• _Exercise directions_:
Select every line of the material below that contains the string "backpack", and copy each one out. Case counts.

-- start Data excerpts --

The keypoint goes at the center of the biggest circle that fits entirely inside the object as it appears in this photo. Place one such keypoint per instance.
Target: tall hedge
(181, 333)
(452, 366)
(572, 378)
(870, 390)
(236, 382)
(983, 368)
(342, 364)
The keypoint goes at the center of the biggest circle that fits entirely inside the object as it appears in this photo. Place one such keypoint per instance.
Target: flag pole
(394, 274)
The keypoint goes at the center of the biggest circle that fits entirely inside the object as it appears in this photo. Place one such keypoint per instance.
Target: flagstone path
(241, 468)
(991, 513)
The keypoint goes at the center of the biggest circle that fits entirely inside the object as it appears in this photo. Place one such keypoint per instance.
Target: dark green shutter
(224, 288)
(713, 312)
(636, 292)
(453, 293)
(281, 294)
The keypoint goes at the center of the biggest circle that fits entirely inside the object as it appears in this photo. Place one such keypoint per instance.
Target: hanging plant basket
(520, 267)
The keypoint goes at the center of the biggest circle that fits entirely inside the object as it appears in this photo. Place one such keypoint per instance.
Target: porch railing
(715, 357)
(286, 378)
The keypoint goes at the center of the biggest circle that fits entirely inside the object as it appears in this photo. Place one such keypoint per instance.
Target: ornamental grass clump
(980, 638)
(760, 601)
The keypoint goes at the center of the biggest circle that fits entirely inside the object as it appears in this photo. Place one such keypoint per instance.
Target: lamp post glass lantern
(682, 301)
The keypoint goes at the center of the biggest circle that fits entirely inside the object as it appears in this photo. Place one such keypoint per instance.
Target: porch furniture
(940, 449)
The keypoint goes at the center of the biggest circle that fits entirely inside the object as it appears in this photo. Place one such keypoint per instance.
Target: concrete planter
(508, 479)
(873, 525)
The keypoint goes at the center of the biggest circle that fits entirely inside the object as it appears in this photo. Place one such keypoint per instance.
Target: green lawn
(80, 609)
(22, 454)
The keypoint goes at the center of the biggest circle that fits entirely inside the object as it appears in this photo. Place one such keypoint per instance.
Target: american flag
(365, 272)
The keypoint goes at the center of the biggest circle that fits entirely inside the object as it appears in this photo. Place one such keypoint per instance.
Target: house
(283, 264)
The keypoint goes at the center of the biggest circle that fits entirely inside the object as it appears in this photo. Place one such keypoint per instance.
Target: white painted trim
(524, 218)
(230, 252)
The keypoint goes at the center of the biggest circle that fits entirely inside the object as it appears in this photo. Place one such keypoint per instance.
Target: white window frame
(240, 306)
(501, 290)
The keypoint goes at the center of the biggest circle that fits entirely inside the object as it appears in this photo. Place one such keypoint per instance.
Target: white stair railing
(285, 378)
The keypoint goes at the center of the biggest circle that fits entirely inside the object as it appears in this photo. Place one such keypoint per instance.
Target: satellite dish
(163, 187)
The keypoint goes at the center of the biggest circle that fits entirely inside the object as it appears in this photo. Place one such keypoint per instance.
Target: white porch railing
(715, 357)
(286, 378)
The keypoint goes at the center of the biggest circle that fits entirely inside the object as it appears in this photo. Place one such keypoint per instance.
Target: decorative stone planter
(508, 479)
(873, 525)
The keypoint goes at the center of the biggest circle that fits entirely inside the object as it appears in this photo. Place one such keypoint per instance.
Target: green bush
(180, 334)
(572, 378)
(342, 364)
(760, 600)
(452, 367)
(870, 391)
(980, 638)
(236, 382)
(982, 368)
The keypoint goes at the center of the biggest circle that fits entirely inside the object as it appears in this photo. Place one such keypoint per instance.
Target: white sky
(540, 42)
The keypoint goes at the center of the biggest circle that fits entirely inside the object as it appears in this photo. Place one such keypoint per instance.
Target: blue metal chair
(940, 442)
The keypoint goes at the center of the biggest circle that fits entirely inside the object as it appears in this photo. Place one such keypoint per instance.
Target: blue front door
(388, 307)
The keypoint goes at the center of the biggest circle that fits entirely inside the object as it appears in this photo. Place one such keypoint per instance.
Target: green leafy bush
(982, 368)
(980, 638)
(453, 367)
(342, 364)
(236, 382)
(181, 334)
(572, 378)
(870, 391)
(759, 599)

-- end Data excerpts --
-- start Data excerpts --

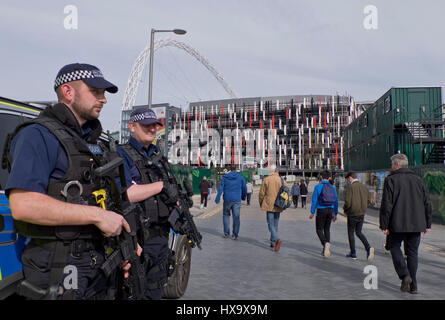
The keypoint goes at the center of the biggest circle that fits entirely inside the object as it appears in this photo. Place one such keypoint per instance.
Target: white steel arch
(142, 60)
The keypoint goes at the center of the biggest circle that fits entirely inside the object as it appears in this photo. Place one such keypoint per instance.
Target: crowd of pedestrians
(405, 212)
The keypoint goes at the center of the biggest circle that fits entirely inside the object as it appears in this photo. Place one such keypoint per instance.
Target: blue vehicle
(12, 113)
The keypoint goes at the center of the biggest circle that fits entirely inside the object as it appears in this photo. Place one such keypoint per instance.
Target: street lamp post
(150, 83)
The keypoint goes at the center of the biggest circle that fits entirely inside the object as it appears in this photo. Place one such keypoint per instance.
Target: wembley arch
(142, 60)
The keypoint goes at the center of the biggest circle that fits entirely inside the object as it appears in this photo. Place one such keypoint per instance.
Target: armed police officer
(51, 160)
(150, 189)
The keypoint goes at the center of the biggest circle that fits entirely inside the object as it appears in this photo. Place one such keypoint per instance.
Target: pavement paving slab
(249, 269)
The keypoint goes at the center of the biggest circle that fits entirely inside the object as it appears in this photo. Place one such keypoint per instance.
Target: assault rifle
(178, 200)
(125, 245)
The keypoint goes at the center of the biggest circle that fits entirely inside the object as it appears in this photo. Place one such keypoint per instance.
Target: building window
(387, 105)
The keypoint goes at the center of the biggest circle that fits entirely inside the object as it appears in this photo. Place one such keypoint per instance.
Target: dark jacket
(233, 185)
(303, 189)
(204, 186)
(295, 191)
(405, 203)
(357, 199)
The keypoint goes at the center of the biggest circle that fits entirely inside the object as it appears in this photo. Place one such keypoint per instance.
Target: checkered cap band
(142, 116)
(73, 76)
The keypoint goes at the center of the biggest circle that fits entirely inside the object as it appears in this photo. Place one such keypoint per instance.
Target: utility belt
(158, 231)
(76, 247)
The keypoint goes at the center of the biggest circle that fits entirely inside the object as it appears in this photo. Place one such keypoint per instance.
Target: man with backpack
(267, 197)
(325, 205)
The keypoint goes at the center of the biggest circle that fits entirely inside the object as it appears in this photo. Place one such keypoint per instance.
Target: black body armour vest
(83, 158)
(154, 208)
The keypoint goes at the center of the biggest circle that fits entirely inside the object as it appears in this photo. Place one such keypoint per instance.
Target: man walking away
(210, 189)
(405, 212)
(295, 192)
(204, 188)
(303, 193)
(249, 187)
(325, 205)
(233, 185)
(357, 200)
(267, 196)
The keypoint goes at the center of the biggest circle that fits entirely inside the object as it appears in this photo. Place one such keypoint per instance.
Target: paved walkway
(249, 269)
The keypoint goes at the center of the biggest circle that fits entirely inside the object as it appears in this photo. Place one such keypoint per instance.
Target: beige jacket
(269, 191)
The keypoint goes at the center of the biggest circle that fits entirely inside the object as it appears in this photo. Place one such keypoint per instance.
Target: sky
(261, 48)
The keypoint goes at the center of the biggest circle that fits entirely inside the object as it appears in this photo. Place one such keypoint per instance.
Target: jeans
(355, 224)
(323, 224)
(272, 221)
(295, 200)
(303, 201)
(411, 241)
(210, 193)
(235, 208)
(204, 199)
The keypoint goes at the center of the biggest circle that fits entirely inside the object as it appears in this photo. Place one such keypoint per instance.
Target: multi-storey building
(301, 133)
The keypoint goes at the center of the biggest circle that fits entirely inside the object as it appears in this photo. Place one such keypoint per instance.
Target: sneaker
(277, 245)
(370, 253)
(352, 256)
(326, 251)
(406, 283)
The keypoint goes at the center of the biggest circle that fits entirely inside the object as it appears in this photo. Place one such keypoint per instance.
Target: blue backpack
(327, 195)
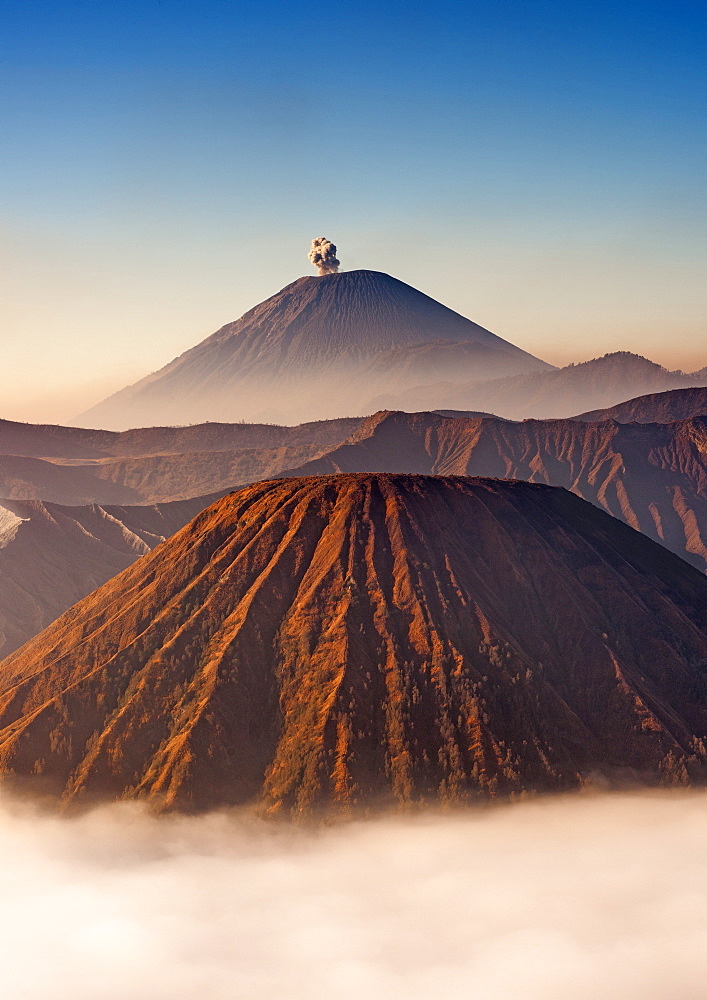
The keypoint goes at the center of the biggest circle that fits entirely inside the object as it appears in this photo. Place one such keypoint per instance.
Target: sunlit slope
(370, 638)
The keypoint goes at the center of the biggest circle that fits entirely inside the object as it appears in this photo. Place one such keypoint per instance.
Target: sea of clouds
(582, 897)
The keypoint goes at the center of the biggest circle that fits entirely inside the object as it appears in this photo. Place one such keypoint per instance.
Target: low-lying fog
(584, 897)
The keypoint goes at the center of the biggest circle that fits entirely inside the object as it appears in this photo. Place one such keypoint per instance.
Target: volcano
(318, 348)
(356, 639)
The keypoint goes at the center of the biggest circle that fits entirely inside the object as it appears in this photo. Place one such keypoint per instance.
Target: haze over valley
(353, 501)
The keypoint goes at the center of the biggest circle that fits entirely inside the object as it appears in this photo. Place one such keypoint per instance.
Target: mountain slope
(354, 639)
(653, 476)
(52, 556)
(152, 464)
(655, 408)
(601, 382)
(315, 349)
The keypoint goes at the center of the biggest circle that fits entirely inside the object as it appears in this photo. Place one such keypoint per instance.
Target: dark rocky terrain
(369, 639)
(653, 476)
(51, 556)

-- end Data excerpts --
-- start Data excerpts --

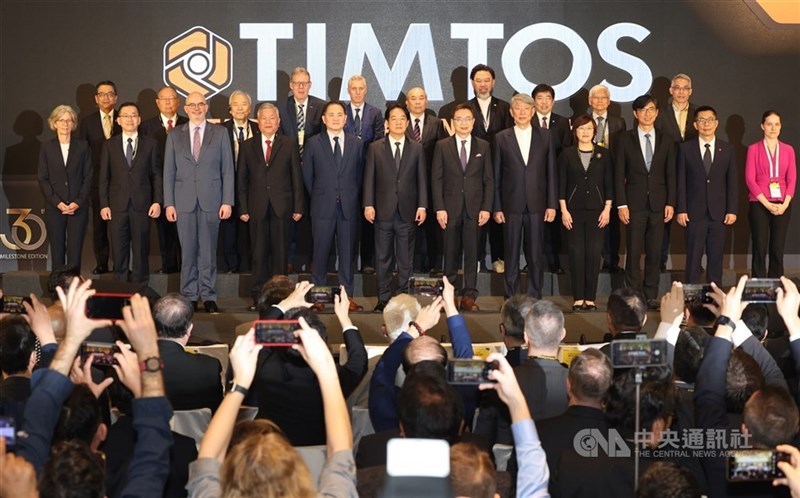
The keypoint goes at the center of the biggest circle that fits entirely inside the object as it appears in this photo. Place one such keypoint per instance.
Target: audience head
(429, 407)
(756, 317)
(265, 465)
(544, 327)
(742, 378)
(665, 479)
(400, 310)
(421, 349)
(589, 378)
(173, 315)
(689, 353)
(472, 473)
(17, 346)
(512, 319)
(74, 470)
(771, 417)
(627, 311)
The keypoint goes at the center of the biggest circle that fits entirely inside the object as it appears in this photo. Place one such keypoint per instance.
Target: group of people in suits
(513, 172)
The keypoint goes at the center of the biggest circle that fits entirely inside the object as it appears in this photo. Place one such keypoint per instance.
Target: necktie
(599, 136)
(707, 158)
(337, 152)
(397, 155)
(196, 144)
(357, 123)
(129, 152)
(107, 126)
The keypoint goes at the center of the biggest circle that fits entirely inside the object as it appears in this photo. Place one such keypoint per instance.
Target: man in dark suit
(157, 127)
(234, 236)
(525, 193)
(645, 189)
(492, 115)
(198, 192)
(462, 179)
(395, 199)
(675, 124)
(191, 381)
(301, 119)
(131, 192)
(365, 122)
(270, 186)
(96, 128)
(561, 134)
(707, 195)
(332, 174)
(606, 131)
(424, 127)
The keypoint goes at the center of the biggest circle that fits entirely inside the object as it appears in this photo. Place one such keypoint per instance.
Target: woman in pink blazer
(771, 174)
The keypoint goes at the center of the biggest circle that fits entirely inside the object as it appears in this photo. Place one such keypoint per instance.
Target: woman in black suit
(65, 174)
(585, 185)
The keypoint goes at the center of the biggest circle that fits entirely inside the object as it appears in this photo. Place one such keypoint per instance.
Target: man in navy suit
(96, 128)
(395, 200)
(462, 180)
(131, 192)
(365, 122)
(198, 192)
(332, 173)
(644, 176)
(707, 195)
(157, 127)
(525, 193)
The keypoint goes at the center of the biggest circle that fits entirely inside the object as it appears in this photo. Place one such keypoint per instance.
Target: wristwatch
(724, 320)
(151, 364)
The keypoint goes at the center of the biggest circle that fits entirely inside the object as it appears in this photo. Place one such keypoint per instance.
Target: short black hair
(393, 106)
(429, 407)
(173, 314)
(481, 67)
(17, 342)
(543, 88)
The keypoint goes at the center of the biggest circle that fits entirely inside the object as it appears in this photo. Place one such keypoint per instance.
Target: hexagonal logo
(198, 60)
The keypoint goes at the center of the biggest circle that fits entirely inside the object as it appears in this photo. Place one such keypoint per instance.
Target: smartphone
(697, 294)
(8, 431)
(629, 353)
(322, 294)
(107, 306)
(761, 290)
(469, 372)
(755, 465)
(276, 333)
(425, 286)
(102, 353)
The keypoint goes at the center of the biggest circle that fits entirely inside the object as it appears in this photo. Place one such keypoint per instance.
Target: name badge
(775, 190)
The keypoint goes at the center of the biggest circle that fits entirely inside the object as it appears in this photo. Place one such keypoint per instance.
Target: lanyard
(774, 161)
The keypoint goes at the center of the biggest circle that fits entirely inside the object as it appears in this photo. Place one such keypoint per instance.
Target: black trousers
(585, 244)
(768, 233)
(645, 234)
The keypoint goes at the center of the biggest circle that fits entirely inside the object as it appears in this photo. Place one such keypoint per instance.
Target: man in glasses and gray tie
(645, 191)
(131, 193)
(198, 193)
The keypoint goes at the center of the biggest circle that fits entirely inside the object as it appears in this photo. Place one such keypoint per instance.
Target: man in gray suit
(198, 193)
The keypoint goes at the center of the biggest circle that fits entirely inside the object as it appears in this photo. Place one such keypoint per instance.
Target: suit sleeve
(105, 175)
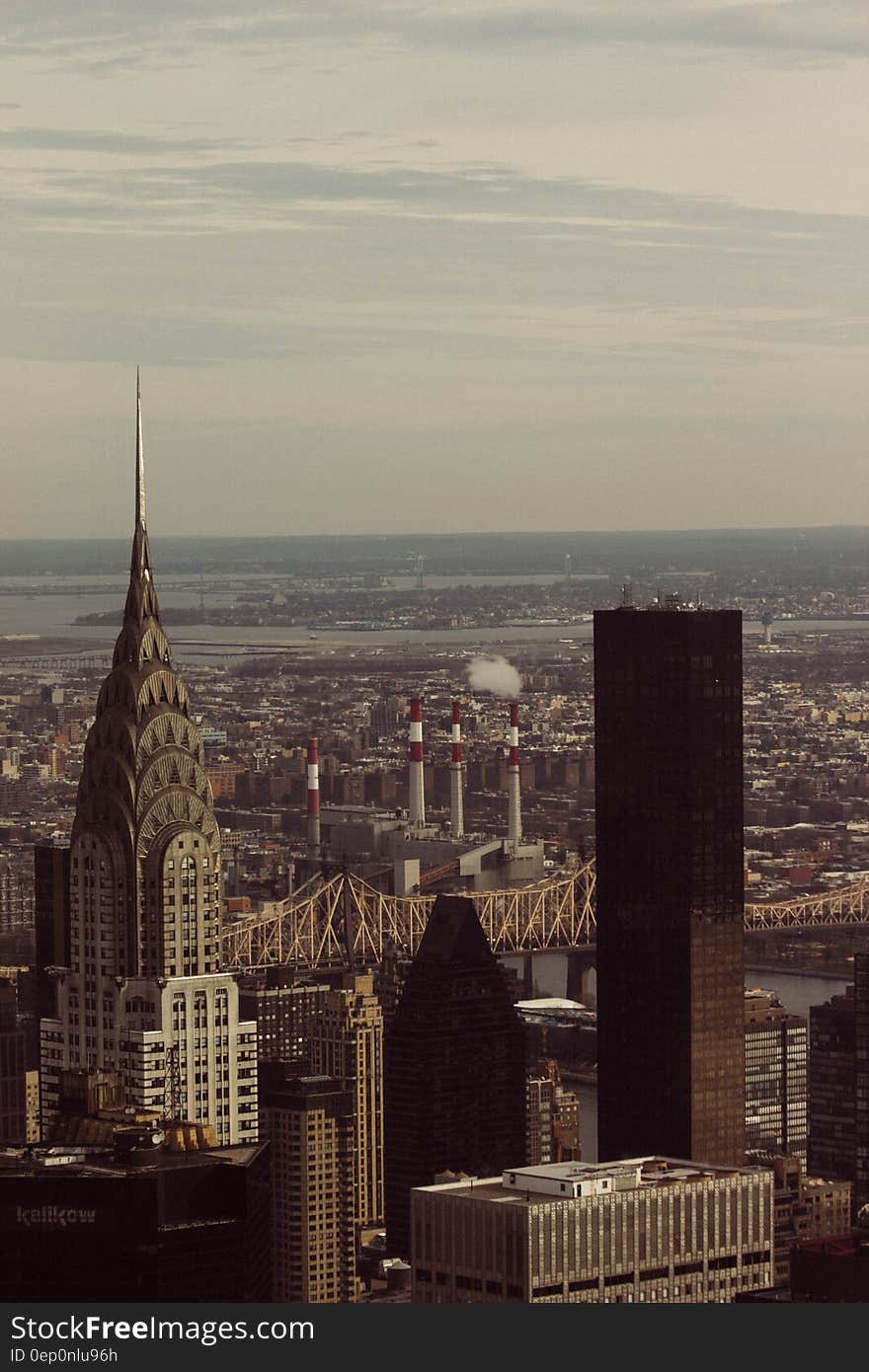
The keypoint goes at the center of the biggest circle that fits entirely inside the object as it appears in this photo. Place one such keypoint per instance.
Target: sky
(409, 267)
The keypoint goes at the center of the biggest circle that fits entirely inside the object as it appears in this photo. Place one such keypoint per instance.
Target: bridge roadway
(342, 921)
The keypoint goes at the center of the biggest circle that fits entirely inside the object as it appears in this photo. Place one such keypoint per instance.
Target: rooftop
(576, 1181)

-- end Data excerpts --

• _Finished exercise_:
Target: man with backpack
Target: blue backpack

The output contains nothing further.